- [RECORDS FOR THIS TASK]:
------------

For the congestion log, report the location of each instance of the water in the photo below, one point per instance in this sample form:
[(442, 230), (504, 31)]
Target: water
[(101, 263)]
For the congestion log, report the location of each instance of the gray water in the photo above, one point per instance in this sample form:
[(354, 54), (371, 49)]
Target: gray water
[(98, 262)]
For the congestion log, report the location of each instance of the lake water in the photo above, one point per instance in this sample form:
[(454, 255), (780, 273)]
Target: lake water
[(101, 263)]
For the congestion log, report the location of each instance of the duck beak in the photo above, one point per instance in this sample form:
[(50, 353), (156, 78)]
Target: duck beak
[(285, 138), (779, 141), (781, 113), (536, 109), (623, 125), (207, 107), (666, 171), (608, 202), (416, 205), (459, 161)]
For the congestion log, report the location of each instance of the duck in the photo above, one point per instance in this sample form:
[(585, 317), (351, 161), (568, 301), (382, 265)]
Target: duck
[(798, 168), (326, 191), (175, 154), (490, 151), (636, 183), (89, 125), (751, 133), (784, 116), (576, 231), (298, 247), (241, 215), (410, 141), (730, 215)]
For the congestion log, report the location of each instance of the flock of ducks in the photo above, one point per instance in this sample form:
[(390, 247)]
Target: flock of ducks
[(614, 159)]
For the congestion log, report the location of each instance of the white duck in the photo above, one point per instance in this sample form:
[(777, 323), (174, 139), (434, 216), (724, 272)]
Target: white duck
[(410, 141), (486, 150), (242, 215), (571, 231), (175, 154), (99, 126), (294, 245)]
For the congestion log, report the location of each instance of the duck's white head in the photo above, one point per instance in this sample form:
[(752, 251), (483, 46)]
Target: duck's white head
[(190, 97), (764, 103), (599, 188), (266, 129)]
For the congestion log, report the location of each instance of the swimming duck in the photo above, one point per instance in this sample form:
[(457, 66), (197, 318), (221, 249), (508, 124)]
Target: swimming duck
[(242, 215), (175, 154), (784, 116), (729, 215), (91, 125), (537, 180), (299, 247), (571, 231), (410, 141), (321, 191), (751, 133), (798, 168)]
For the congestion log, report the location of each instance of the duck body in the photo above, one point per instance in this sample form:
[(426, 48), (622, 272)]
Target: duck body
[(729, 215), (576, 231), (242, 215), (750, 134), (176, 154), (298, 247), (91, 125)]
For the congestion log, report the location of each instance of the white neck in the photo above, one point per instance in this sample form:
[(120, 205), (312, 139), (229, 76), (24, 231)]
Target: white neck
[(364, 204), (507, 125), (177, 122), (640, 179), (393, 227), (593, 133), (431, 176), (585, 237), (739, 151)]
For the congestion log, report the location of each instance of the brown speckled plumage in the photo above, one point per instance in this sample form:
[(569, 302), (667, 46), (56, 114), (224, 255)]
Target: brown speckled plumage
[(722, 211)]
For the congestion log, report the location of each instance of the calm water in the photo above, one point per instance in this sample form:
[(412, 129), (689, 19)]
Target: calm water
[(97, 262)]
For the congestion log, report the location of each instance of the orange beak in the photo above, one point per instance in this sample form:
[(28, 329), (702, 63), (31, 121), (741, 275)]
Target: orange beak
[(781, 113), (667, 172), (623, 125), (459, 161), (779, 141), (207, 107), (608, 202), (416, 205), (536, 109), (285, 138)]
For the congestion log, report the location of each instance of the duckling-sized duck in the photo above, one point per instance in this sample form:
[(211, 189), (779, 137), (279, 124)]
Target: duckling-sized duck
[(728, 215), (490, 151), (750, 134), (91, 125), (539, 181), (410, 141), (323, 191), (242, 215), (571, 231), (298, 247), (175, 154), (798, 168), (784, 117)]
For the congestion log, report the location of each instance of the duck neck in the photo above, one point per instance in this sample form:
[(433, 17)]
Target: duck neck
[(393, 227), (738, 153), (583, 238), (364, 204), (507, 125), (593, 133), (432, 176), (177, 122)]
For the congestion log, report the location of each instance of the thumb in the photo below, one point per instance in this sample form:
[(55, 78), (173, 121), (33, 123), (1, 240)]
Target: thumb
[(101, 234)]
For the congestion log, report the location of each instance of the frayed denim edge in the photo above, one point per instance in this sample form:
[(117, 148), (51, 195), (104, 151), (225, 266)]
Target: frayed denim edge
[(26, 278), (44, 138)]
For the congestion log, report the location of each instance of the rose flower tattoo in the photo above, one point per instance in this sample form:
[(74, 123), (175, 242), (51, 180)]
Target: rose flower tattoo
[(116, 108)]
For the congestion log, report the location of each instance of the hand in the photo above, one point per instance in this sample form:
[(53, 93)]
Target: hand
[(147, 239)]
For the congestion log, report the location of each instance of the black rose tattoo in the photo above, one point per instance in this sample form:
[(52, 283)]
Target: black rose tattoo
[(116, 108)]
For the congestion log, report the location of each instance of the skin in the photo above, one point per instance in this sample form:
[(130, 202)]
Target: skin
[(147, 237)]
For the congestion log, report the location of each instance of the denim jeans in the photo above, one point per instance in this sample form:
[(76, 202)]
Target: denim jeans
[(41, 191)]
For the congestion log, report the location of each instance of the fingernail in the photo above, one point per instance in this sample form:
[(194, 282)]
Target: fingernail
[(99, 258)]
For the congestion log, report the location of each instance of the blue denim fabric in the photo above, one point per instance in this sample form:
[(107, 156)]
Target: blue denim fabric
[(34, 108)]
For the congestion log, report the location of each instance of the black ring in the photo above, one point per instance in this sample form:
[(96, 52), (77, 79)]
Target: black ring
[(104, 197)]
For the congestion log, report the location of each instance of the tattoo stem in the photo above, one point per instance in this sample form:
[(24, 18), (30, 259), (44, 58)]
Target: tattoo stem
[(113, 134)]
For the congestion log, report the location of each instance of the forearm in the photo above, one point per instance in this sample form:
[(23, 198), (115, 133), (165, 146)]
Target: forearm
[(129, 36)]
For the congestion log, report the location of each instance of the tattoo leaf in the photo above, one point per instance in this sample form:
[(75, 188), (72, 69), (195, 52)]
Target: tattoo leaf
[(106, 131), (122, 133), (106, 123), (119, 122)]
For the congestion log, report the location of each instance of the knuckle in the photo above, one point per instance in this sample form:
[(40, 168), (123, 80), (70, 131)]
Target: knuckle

------------

- [BRIEF]:
Search the entries above for the word "below", and copy every line where it occurs.

- [FINISHED TASK]:
For the congestion log, report the location of each instance of the water in the photo below, one point per instance in this sample form:
For the congestion log, report the location of each instance of the thumb in the photo below, one point per instance in this sample form:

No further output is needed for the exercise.